Stored data entries:
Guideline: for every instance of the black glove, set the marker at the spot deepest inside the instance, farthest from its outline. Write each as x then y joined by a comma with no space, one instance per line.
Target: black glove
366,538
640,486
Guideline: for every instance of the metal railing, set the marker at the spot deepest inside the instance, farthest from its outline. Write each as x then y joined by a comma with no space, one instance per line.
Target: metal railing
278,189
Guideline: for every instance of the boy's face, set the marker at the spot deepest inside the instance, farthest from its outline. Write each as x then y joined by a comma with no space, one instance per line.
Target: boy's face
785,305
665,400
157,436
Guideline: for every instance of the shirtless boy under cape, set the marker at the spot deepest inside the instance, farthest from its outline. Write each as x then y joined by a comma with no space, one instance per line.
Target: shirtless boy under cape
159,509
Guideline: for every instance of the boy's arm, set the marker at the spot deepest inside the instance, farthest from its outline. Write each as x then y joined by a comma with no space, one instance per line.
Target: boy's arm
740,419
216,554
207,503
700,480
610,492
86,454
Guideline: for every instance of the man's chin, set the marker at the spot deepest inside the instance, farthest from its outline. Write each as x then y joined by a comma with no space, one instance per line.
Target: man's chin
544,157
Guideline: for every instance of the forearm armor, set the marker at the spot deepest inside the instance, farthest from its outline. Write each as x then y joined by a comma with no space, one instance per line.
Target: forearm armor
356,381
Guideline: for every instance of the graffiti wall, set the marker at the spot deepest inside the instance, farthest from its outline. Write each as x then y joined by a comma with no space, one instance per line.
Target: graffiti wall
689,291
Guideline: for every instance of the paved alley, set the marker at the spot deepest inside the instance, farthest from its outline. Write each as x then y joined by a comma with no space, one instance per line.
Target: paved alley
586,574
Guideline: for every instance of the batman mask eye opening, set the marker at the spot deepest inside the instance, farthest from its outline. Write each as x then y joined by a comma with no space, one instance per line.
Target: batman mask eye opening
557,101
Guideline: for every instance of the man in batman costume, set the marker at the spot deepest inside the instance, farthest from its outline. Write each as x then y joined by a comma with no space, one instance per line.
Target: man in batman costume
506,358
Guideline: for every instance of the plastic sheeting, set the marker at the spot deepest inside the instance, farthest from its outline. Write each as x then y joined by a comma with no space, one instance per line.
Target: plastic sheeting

Directions for this task - Copy the entries exactly as they appear.

Task answer -
Guideline: for every instance of the black glove, set the marker at the spot deepest inside the instance, farthest from its outline. Write each as x then y joined by a comma with no space, one instance per line.
Target: black glove
366,538
640,486
Guideline: for every instance of the metal railing, set the marker at the spot deepest inside the instance, farthest from its outline. Write each as x then y joined by a comma with no space, one instance per line.
Target: metal railing
278,189
Guideline: for every instance of the boy's face, set the marker at the spot deepest inside the instance, farthest from its outline. Write each as x then y joined by a comma with no space, one instance per line.
Target: boy's face
785,305
665,400
157,436
Guideline: for every instance of the shirtless boy under cape, set the marker at the spot deepest inside the instance, farthest from its outline. Write each as x then y joined by a comma with no space, one instance per line.
Target: shirtless boy under cape
159,509
Guideline: for every instance of the boy's arm, set the marker at the spot deepest inside the instance, farthest from its outline. Write each as x then y joined by a comma with no space, one instance per line.
Target: boy's arm
740,419
216,554
207,503
700,480
610,492
86,454
Guideline: for every instance of the man's chin, set the marker at the spot deepest inside the instance, farthest from its outline. Write each as x then y joined by a comma with no space, one instance per line.
Target: man's chin
544,157
Guideline: for every instance of the forearm armor, set the marker at the spot deepest inside the instance, farthest from its outline. Write each as x then y joined by a comma with no space, one instance per line.
Target: forearm armor
356,381
Guideline: for every instance of the graffiti wall, set the marker at the spot deepest inside the instance, farthest from its outline. Write each as x then y joined by a comma with no space, one instance per line.
Target: graffiti wall
689,291
Guideline: for every instance of the paved alley, set the marker at the spot deepest inside the instance, farthest from its outline. Write each as x then y joined by a comma with no space, one instance per line.
Target: paved alley
586,574
Guideline: for every instance of the batman mask eye opening, set the marker at the spot deepest inside the instance, farthest from its outline. Write each as x then y joined by a comma with no space, one instance per line.
Target: batman mask eye opening
557,101
Guideline: for every instance of the man in batman costume, set the marker at the spot deepest inside the instance, farthest from its outline. Write each as x then y joined by a comma with no space, one instance per line.
Target: man in batman costume
506,358
Guideline: for every instance of the plastic sheeting, set the marker at the spot deepest inside the instance, farthest from its outline. Write each as x then y joined by a comma with no space, one instance per line.
Target: plastic sheeting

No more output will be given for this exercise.